Please copy each of the rows below word for word, keeping every line unchanged.

# [PROVIDED MATERIAL]

---*---

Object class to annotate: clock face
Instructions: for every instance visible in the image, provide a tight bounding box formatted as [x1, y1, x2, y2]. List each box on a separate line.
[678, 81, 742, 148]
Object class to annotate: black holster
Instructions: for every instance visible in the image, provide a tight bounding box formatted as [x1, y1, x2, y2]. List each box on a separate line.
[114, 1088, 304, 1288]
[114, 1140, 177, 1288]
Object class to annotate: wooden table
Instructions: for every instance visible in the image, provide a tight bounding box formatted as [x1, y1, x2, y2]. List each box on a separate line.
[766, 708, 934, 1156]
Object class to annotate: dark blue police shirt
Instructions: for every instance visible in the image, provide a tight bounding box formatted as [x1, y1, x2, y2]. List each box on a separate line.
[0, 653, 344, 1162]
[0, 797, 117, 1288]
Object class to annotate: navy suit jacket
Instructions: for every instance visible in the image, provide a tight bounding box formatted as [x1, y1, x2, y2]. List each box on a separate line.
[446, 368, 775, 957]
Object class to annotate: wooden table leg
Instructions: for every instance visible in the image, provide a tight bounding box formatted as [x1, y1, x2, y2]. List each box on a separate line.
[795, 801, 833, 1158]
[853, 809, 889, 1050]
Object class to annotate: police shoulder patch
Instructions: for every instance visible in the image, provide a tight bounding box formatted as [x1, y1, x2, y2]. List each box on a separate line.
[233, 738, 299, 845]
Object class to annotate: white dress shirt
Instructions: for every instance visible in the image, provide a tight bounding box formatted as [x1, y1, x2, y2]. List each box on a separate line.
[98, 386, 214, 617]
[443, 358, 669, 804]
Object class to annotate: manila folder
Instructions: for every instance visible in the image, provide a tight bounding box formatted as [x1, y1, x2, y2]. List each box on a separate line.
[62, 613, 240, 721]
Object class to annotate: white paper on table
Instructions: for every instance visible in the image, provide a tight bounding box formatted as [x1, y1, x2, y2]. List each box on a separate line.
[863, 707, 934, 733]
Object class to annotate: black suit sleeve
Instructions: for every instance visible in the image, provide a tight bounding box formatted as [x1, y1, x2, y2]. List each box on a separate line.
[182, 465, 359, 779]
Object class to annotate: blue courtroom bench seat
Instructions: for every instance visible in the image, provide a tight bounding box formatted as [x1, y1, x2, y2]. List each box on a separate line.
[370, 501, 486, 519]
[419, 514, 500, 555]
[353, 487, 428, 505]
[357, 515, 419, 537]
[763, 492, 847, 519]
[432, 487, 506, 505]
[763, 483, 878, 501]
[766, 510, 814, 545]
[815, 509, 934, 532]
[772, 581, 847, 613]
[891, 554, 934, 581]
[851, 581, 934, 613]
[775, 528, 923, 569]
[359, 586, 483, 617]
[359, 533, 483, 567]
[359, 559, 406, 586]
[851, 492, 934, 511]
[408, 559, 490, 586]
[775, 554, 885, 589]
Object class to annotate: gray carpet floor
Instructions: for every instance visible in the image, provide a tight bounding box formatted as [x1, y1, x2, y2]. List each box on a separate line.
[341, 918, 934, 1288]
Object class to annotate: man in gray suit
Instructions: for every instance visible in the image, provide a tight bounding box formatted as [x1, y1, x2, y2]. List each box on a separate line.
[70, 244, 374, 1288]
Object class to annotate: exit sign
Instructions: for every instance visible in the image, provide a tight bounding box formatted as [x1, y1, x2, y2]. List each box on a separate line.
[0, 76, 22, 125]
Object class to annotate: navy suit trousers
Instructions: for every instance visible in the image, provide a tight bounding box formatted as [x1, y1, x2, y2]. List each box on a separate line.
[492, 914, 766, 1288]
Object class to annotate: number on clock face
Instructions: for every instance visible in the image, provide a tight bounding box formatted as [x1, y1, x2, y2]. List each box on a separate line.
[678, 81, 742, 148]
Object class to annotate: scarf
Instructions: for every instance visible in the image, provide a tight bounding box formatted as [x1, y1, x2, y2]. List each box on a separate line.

---*---

# [ANSWER FOR THIS EXERCISE]
Object class to annotate: clock face
Instructions: for every instance visible in the image, provide a tight bounding box formatted as [x1, y1, x2, y2]. List each box on a separate line.
[678, 81, 742, 148]
Object class to annotate: black holster
Instructions: for every instance visible in the image, provide a tight bounding box formatted as [x1, y1, x2, y2]. List each box on a separate line.
[114, 1088, 304, 1288]
[114, 1140, 177, 1288]
Object class to annotate: wooden table
Instructions: for every instance visible in the image, provide a tight bounding box formatted as [x1, y1, x2, y2]. List each box on a separate line.
[766, 708, 934, 1156]
Object class to annotate: dark blue police shirt
Instructions: for every instance visible in the image, provide a tight bounding box formatted as [x1, y1, x2, y2]. List each box on a separate line.
[0, 653, 344, 1162]
[0, 797, 117, 1288]
Object class to annotate: navy suit jacket
Instructions: for every instance visible in the image, provide a tight bounding box formatted as [x1, y1, x2, y2]. List each box on a separate line.
[446, 368, 775, 957]
Object class to annotate: wooden table leg
Instructions: for every instance visible in the image, provide a tight bounding box formatted as [x1, y1, x2, y2]. List each box on a separate line.
[795, 801, 833, 1158]
[853, 809, 889, 1050]
Object class to annotate: police shoulder patch
Instructions: for every instance visible in the image, provide a tight bounding box formatted as [x1, y1, x2, y2]. List each box on a separate line.
[233, 738, 299, 845]
Object class to annotate: white dress shirt
Instructions: for every instance visible in the image, provide a tight bounding box formatted as [x1, y1, x2, y2]. List each box on a separate line.
[98, 386, 214, 617]
[443, 358, 669, 804]
Object class to annotate: manila folder
Instructions: for every instance visible in the image, provide a tight bounding box formatted as [x1, y1, x2, y2]. List each box on a separate line.
[62, 613, 240, 721]
Object class to annotate: white paper on table
Instructions: for every instance visible in the image, provide a tight bounding box formatted as [x1, y1, x2, y2]. List each box on a separate line.
[863, 707, 934, 733]
Object class to annotate: black suit sleeve
Instructions: for every instance visible in the image, provide a tight bounding box formatted as [x1, y1, x2, y2]. List each box on a separate line.
[182, 465, 359, 779]
Object class to annotate: blue courtroom bench seat
Instructions: for every instance visible in the image, provide a tight bounding box formatted as [x1, y1, x2, y2]. List each box on a separate line.
[370, 501, 486, 519]
[419, 514, 500, 555]
[353, 487, 428, 505]
[357, 515, 419, 537]
[763, 492, 847, 519]
[432, 487, 506, 505]
[763, 483, 878, 501]
[766, 510, 814, 545]
[815, 509, 934, 532]
[772, 581, 847, 613]
[891, 554, 934, 581]
[851, 581, 934, 613]
[775, 528, 923, 569]
[359, 586, 483, 617]
[359, 533, 483, 567]
[359, 559, 406, 586]
[851, 492, 934, 511]
[408, 559, 490, 586]
[775, 554, 885, 589]
Object class to annotate: gray carpet floor
Instructions: for every instance visible in the image, provide a tight bounding box formatted as [x1, y1, x2, y2]. List each box on a separate line.
[341, 918, 934, 1288]
Object class to annotate: man in gray suit
Instructions: for every instance visible in the image, provide a tight bounding box formatted as [x1, y1, x2, y2]. List each box on a separate line.
[70, 244, 374, 1288]
Object class to annotate: exit sign
Instructions: for every instance visible in the image, provide a tight bounding box formatted as [x1, y1, x2, y2]. List each box on a separate line.
[0, 76, 22, 125]
Object class to annotate: navy suit trousers
Instructions: for every instance visible in the image, provide a tight bounding box formatted as [x1, y1, x2, y2]. List each box on a separate line.
[492, 914, 766, 1288]
Object class to annotate: number on clock face
Instructions: for every instance visible in the image, provide a tight bounding box formatted as [x1, y1, x2, y2]. List each box on a separate line.
[678, 81, 742, 148]
Object class to annotate: scarf
Instructions: for every instance visible in the image, provide a tight bounding box formatted as [x1, y1, x2, y2]. List each box on a separate line.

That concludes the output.